1991 Liechtenstein local elections
- Turnout: 85.8%

= 1991 Liechtenstein local elections =

Local elections were held in Liechtenstein on 27 January and 10 February 1991 to elect the municipal councils and the mayors of the eleven municipalities.

==Election system==
The municipal councils (German: Gemeinderat) are composed of an even number of councillors plus the mayor (German: Gemeindevorsteher). The number of councillors is determined by population count: 6 councillors for population under 500; 8 councillors for population between 500 and 1,500; 10 councillors for population between 1,500 and 3,000; and 12 councillors for population over 3,000.

Councillors were elected in single multi-member districts, consisting of the municipality's territory, using an open list proportional representation system. Voting was on the basis of universal suffrage in a secret ballot.
The mayors were elected in a two-round system. If none of the candidates achieved a majority in the first round, a second round would have been held four weeks later, where the candidate with a plurality would be elected as a mayor.

•••••

▶ _TASKS AND EXERCISES_
• 1. Please list each council size given in the 1991 Liechtenstein elections text, with the population range it applies to.
• 2. Decide whether the 1991 Liechtenstein elections text supports each statement, answering yes or no and quoting the words that settle it: (a) Councillors were chosen through open list proportional representation. (b) A municipality with more than 3,000 residents has 10 councillors. (c) The elections covered eleven municipalities.

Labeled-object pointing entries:
•••••

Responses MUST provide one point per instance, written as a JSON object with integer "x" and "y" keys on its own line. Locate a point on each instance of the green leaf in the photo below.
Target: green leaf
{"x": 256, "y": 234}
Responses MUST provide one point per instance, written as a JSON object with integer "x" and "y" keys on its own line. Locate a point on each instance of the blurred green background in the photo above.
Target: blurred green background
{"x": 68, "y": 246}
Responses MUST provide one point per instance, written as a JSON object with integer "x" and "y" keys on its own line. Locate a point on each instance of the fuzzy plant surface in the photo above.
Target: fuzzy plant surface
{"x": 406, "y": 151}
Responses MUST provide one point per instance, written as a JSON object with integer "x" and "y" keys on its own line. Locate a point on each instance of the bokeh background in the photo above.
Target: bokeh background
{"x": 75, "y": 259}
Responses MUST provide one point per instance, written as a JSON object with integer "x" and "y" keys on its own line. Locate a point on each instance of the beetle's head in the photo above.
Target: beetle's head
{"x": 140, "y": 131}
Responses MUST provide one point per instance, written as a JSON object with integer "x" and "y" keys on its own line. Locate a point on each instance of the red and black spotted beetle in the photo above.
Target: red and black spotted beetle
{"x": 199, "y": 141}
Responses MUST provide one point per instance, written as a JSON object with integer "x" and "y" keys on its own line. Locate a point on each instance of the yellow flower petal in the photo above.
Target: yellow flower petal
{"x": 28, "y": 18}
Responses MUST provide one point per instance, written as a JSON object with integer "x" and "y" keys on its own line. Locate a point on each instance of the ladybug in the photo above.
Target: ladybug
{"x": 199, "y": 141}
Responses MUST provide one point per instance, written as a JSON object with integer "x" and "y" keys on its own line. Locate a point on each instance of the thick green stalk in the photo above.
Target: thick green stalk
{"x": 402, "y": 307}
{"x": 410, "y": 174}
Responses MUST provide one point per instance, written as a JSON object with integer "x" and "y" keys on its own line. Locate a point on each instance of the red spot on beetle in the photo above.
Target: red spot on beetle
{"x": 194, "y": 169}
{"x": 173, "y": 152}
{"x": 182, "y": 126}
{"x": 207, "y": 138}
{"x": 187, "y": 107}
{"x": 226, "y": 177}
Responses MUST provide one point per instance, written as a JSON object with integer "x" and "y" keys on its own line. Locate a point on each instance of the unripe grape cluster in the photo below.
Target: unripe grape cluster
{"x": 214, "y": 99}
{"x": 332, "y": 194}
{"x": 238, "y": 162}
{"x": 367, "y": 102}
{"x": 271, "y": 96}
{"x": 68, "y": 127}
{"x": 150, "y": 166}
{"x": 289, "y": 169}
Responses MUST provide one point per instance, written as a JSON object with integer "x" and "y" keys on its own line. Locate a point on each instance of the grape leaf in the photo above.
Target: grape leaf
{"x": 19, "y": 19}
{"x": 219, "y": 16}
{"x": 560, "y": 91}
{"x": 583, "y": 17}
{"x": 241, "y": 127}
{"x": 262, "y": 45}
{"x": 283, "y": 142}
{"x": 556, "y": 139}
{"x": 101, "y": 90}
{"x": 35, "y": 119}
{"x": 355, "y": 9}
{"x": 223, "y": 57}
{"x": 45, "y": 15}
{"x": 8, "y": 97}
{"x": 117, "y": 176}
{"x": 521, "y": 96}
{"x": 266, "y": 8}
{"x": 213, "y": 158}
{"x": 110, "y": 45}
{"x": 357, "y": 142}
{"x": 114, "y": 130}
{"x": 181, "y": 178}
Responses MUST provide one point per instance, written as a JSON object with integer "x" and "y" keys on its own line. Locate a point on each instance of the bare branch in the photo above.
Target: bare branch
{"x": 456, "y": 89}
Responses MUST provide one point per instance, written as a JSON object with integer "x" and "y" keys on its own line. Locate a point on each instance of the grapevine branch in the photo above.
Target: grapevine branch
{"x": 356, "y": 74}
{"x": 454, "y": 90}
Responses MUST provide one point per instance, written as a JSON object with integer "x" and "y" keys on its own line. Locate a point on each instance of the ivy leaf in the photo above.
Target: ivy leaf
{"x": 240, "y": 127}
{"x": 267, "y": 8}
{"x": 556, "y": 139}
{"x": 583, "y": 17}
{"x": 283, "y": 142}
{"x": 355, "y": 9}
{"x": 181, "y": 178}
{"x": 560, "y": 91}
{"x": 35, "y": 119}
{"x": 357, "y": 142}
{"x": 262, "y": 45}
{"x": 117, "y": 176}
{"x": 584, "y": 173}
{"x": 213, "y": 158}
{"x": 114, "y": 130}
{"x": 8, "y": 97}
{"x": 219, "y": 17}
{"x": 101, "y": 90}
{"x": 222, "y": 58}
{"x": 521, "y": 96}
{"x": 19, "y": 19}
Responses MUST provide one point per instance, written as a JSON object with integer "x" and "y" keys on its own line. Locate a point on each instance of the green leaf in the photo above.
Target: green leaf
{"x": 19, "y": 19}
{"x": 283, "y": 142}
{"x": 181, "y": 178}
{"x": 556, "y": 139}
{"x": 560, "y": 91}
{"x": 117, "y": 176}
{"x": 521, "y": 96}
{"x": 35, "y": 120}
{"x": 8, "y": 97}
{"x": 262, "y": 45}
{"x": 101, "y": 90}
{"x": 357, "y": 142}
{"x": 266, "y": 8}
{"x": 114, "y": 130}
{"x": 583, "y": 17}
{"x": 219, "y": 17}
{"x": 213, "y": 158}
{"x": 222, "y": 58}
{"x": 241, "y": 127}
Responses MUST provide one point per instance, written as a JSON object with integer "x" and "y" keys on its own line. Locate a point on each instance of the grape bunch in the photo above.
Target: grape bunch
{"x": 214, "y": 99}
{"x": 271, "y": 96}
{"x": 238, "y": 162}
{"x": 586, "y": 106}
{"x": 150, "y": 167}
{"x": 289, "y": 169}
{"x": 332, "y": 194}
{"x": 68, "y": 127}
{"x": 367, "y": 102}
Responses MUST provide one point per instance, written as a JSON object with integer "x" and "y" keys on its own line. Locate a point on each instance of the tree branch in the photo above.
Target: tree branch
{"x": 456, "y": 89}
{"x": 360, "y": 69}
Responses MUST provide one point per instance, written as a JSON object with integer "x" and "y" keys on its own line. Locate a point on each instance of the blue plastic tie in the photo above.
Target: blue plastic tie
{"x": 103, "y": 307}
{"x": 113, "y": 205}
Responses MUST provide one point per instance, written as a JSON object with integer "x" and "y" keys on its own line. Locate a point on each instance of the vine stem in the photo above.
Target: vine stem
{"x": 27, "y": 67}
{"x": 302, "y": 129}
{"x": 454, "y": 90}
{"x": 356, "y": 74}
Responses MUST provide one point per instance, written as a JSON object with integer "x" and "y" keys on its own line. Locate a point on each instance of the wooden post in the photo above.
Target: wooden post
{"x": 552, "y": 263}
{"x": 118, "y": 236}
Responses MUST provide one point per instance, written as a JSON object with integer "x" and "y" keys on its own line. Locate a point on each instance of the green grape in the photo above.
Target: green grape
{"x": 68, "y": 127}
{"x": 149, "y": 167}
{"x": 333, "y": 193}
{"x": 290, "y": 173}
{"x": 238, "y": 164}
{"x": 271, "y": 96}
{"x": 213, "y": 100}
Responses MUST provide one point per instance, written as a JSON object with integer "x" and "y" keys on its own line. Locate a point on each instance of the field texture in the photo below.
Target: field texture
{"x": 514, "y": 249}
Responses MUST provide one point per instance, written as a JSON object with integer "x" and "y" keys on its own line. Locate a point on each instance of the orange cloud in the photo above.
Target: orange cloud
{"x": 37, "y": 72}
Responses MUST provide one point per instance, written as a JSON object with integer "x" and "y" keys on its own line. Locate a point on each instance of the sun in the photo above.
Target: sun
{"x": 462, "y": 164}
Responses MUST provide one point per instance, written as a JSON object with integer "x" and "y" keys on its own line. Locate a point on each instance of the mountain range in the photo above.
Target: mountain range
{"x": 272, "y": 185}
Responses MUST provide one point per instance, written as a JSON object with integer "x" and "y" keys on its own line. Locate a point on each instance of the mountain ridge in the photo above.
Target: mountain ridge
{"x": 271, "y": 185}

•••••

▶ _RESPONSE LIST_
• 1.
- 6 councillors: population under 500
- 8 councillors: population between 500 and 1,500
- 10 councillors: population between 1,500 and 3,000
- 12 councillors: population over 3,000

• 2.
(a) Yes: "using an open list proportional representation system"
(b) No: "12 councillors for population over 3,000"
(c) Yes: "the mayors of the eleven municipalities"